Task requirements:
Write the records out again, precisely as they stand.

Data entries:
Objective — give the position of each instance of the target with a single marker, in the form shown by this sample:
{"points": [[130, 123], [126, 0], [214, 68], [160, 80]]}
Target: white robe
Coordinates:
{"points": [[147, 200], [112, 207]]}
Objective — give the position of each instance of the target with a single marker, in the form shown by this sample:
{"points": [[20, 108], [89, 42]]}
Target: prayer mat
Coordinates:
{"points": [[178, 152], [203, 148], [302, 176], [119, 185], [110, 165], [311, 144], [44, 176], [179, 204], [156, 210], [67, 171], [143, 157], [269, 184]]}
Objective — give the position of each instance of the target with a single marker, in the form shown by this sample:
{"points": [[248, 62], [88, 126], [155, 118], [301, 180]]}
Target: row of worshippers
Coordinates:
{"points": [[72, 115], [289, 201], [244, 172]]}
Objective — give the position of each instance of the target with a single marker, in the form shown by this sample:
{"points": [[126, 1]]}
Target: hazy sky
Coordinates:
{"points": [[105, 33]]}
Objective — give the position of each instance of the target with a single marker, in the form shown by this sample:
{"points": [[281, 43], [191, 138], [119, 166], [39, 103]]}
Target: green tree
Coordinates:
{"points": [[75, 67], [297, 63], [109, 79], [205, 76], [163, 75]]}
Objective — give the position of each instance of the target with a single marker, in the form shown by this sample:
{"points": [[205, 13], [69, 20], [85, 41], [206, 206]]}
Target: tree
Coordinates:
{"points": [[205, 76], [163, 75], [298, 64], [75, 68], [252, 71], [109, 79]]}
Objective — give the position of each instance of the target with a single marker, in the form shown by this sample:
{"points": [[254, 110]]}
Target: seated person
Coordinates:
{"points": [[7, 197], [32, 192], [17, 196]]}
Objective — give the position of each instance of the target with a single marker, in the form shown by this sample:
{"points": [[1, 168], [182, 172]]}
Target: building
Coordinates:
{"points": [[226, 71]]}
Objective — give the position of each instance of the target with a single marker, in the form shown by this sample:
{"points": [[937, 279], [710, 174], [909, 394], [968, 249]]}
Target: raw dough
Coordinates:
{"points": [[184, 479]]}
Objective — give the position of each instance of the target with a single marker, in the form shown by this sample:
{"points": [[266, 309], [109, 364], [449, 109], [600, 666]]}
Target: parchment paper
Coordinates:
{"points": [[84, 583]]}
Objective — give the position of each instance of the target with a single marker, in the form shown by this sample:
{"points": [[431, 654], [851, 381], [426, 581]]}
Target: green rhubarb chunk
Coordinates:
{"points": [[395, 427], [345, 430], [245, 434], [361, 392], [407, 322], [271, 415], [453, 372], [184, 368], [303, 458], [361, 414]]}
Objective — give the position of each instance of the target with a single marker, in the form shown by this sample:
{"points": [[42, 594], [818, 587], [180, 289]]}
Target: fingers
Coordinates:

Finished task:
Objective — give the position of each instance of the target with a single marker, in the form shown by this sample:
{"points": [[130, 123], [126, 0], [214, 68], [160, 80]]}
Target: white robe
Coordinates:
{"points": [[147, 200], [112, 207]]}
Objective — give the position of each instance of the target with a single marker, in the form shown by this sample:
{"points": [[20, 108], [89, 42]]}
Target: prayer mat
Coordinates:
{"points": [[178, 152], [203, 148], [302, 176], [119, 185], [110, 165], [311, 144], [44, 176], [179, 204], [156, 210], [67, 171], [143, 157], [269, 184]]}
Objective — give the position of each instance of the target with a single marker, in the form shown by this sample:
{"points": [[248, 62], [88, 126], [155, 118], [301, 180]]}
Target: row of worshippers
Coordinates:
{"points": [[72, 115], [289, 201], [244, 172]]}
Objective — give the position of each instance of the target with a single marker, in the form shown by this sample:
{"points": [[126, 1]]}
Target: hazy sky
Coordinates:
{"points": [[105, 33]]}
Objective — give the position of each instance of the target with a single marker, in the form shown by this sample:
{"points": [[281, 43], [191, 138], [119, 166], [39, 103]]}
Target: green tree
Coordinates:
{"points": [[75, 67], [297, 63], [109, 79], [205, 76], [163, 75]]}
Objective — give the position of each instance of the target with a single marker, in the form shown by this sample:
{"points": [[205, 13], [69, 20], [85, 41], [206, 206]]}
Target: tree
Coordinates:
{"points": [[205, 76], [163, 75], [298, 64], [75, 68], [252, 71], [109, 79]]}
Objective — give the position of each instance of the target with a single marker, in the form shown by this sample:
{"points": [[254, 110]]}
Target: seated person
Coordinates:
{"points": [[7, 197], [32, 192], [17, 196]]}
Objective — give the position of each instance of the target with a single marker, in the form shown by this sample:
{"points": [[1, 168], [182, 172]]}
Target: building
Coordinates:
{"points": [[226, 71]]}
Objective — give the position of each instance of the target with a single marker, in the form shown by this sample:
{"points": [[937, 279], [710, 174], [909, 394], [968, 249]]}
Target: raw dough
Coordinates:
{"points": [[184, 479]]}
Objective — give the position of each instance of the target with a single marker, in the form shown by this sample:
{"points": [[266, 309], [109, 364], [449, 109], [600, 666]]}
Target: parchment paper
Coordinates:
{"points": [[84, 583]]}
Objective — give the position of each instance of the target with a single marker, in the form shown by this sample:
{"points": [[431, 654], [851, 381], [426, 581]]}
Target: green rhubarb chunk
Coordinates:
{"points": [[395, 427], [345, 430], [245, 434], [361, 392], [407, 322], [271, 415], [453, 372], [184, 368], [303, 458], [361, 414]]}
Objective — give the position of each instance of the target with a single marker, in the form shown by this sample:
{"points": [[42, 594], [818, 587], [180, 289]]}
Target: fingers
Coordinates:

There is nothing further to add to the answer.